▶ **Directions for this task**
An identical reprint of the entire listing below is expected.

▶ **Material provided**
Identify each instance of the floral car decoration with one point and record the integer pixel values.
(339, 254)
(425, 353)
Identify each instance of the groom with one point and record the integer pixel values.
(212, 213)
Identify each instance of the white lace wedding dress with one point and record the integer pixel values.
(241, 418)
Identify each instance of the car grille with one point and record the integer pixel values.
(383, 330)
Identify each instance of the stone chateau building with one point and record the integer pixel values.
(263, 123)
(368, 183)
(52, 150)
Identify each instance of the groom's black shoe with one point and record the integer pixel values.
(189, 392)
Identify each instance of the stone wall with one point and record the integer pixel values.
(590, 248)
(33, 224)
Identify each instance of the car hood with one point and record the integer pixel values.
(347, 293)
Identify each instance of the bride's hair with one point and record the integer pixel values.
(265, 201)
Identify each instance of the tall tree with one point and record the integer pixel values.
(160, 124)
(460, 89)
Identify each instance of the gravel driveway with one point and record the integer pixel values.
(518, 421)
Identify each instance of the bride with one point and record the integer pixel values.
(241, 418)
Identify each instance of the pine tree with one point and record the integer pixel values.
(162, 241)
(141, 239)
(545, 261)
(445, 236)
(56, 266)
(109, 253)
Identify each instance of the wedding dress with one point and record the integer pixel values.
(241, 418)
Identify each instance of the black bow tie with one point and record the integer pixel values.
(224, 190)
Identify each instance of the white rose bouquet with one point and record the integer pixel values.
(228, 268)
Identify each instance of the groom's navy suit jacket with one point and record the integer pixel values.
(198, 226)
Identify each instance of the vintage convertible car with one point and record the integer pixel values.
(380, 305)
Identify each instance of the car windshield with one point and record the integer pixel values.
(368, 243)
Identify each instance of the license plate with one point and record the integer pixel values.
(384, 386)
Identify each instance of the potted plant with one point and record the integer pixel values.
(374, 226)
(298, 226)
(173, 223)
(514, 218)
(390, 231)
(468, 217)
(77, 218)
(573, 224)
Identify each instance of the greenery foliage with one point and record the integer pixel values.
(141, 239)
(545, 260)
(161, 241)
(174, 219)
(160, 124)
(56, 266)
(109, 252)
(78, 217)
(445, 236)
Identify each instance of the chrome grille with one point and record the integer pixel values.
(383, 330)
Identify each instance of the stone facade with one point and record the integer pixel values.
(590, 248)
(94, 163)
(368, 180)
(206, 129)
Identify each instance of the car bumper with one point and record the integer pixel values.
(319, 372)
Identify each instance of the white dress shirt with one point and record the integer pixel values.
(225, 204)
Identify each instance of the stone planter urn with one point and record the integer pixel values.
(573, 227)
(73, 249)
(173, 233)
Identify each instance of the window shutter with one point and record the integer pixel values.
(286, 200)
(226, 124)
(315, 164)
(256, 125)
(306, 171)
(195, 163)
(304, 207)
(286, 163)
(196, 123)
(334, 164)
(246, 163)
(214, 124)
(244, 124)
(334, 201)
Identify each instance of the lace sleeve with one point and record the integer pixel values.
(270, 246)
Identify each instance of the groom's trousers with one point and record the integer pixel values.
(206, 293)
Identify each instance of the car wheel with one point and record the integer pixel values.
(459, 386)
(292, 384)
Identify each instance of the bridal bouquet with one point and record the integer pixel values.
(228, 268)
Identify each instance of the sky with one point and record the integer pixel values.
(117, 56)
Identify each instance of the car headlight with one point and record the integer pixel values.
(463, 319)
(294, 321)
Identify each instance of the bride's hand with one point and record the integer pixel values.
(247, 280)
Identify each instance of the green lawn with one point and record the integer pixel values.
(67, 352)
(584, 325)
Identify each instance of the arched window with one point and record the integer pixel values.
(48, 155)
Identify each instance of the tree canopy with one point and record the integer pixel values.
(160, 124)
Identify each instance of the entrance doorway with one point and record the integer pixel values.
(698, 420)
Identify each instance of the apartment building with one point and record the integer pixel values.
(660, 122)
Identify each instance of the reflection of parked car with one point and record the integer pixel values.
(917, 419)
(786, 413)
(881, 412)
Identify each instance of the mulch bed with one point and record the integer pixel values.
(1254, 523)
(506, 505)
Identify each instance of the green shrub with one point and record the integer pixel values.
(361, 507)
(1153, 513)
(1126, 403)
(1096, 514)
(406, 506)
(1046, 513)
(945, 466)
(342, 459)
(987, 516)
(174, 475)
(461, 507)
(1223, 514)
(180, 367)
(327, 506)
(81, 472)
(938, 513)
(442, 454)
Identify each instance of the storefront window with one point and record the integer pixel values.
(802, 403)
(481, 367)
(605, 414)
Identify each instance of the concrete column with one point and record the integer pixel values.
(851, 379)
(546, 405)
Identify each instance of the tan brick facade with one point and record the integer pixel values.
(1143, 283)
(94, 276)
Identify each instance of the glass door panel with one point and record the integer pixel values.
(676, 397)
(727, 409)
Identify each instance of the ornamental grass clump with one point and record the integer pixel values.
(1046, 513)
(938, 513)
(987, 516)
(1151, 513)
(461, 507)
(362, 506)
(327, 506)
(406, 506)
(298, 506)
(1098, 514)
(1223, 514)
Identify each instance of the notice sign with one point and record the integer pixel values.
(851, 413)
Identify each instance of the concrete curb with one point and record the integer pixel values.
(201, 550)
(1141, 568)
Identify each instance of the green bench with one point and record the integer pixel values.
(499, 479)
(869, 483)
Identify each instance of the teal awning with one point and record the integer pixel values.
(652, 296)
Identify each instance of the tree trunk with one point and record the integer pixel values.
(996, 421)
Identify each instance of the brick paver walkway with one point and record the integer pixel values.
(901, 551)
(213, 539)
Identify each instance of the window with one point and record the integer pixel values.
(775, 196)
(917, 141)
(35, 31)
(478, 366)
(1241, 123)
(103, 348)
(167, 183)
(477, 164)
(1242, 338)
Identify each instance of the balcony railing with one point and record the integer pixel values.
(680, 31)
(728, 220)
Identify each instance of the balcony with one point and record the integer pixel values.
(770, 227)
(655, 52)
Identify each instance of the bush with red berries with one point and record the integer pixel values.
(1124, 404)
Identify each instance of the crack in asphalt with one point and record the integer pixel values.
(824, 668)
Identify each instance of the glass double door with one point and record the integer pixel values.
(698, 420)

▶ **Solved exercise**
Identify each instance of the floral car decoration with one point and record the integer pixel values.
(339, 254)
(425, 353)
Identify each instance of the groom with one point and record the integer pixel values.
(212, 213)
Identify each instance of the white lace wedding dress with one point and record the integer pixel values.
(241, 418)
Identify each instance of the car grille with one point and record the integer pixel values.
(383, 330)
Identify each instance of the stone chateau building with one point and record the integer pixel values.
(263, 123)
(368, 183)
(52, 150)
Identify each instance of the groom's black shoe with one point and record the integer pixel values.
(189, 392)
Identify each instance of the stone wall with one point and record the integer pixel values.
(590, 248)
(33, 224)
Identify each instance of the car hood with one point and record the integer pixel values.
(347, 293)
Identify each instance of the bride's hair with one point and record the integer pixel values.
(265, 201)
Identify each instance of the tall tree with one point and record the integer pixel values.
(160, 124)
(460, 89)
Identify each instance of the gravel driveway with one point and record the integer pixel values.
(518, 421)
Identify each instance of the bride with one point and record the integer pixel values.
(241, 418)
Identify each instance of the pine tree with one point and record the integer pixel values.
(162, 241)
(141, 239)
(545, 261)
(445, 236)
(56, 266)
(109, 253)
Identify each instance of the wedding dress with one point and record the integer pixel values.
(241, 418)
Identify each instance of the black bow tie with one point and record the integer pixel values.
(224, 190)
Identify each instance of the white rose bouquet with one point and record the integer pixel values.
(228, 268)
Identify each instance of the groom's navy suit jacket with one point and record the integer pixel values.
(198, 226)
Identify each instance of the vintage convertible car with one point and record the integer pixel values.
(380, 305)
Identify each instance of the car windshield with one point and record the integer pixel values.
(368, 243)
Identify each instance of the license plate with one point and record the integer pixel values.
(384, 386)
Identify each instance of the potted plant with one point and record the integer pixel values.
(374, 226)
(298, 226)
(173, 223)
(514, 218)
(390, 231)
(468, 217)
(77, 218)
(573, 224)
Identify each instance of the greenery foliage with one point and record the integer pixel values.
(141, 239)
(545, 260)
(161, 241)
(174, 219)
(160, 124)
(56, 266)
(109, 252)
(78, 217)
(445, 236)
Identify each instance of the chrome grille with one point and record the integer pixel values.
(383, 330)
Identify each instance of the stone facade with one point and record the integer pixel values.
(590, 248)
(94, 163)
(368, 180)
(206, 129)
Identify each instance of the car bumper with one point and record the integer pixel values.
(319, 372)
Identify each instance of the white dress shirt with one point and record the integer pixel values.
(225, 204)
Identify each instance of the stone planter urn with one point and record the integer pixel values.
(573, 227)
(73, 249)
(173, 233)
Identify each instance of the window shutter with one point and record the integer pixel values.
(286, 200)
(226, 124)
(315, 164)
(256, 125)
(306, 171)
(195, 163)
(304, 207)
(286, 163)
(196, 123)
(334, 164)
(246, 163)
(214, 124)
(244, 124)
(334, 201)
Identify each instance of the lace sleeve with one point and record the integer pixel values.
(270, 246)
Identify each instance of the groom's trousers with one point and record the integer pixel values.
(206, 293)
Identify each instance of the car wheel with one point and record the integer pixel values.
(459, 386)
(292, 384)
Identify each instance of the bridal bouquet with one point and record the integer pixel values.
(228, 268)
Identify each instance of the sky with one point and record the integer pixel values.
(117, 56)
Identify each instance of the car headlight with one point and record the integer pixel values.
(463, 319)
(294, 321)
Identify each instance of the bride's hand with one point and record the integer pixel values.
(247, 280)
Identify each instance of the green lawn with one point and record the integer pixel values.
(67, 352)
(584, 325)
Identify each instance of the arched window with one point and record the integer pixel values.
(48, 155)
Identify each instance of the tree canopy with one point and record the integer pixel values.
(160, 124)
Identify each instance of the entrance doorway with one point and record the integer pixel values.
(698, 420)
Identify each instance of the apartment building with one point and record the integer pixel values.
(660, 122)
Identify each instance of the reflection of parked car with one point and record the integer pixel values.
(917, 419)
(786, 413)
(881, 412)
Identify each instance of the mulch bed with one point and record the integer pixel values.
(1254, 523)
(506, 505)
Identify each instance of the green shrub with one point and record the integer pixel values.
(361, 507)
(1153, 513)
(1126, 403)
(1096, 514)
(406, 506)
(1046, 513)
(945, 466)
(342, 459)
(987, 516)
(174, 475)
(461, 507)
(1223, 514)
(180, 367)
(327, 506)
(81, 472)
(938, 513)
(442, 454)
Identify each instance of the storefront window with one point and record the integer pixel values.
(802, 403)
(481, 367)
(605, 414)
Identify each instance of the concrete column with one point and record the integer pixel values.
(851, 379)
(546, 405)
Identify each instance of the tan brick facade with one point and record the integer pixel values.
(1143, 283)
(94, 276)
Identify each instance of the glass door panel with one point and record the integer pixel values.
(676, 397)
(727, 409)
Identify each instance of the ornamental grass clump with one point and record the integer pixel values.
(1046, 513)
(938, 513)
(987, 516)
(1151, 513)
(461, 507)
(362, 506)
(327, 506)
(406, 506)
(298, 506)
(1098, 514)
(1223, 514)
Identify each instance of the notice sign with one point and record the integer pixel values.
(851, 413)
Identify each instance of the concrete curb with one point and record the integer pixel values.
(201, 550)
(1141, 568)
Identify each instance of the green bench with one point and record the integer pixel values.
(499, 479)
(869, 483)
Identify each instance of the teal awning with one point and record the integer pixel values.
(652, 296)
Identify each instance of the tree trunk with one point and record the integer pixel values.
(996, 421)
Identify each instance of the brick paver walkway with one point and record the integer pixel values.
(901, 551)
(213, 539)
Identify each instance of the window with one point and record the integer pixel values.
(775, 196)
(917, 141)
(35, 31)
(478, 366)
(1241, 123)
(103, 348)
(167, 183)
(477, 164)
(1242, 338)
Identify each instance of the balcony railing with one point and record the integer pixel values.
(680, 31)
(728, 220)
Identify each instance of the balcony with one point and record the integer pixel values.
(770, 227)
(655, 52)
Identify each instance of the bush with red berries with one point and record the integer pixel values.
(1124, 404)
Identify each instance of the crack in asphalt with one point and record the integer pixel values.
(824, 668)
Identify each instance of the glass double door with one point and record the integer pixel values.
(698, 420)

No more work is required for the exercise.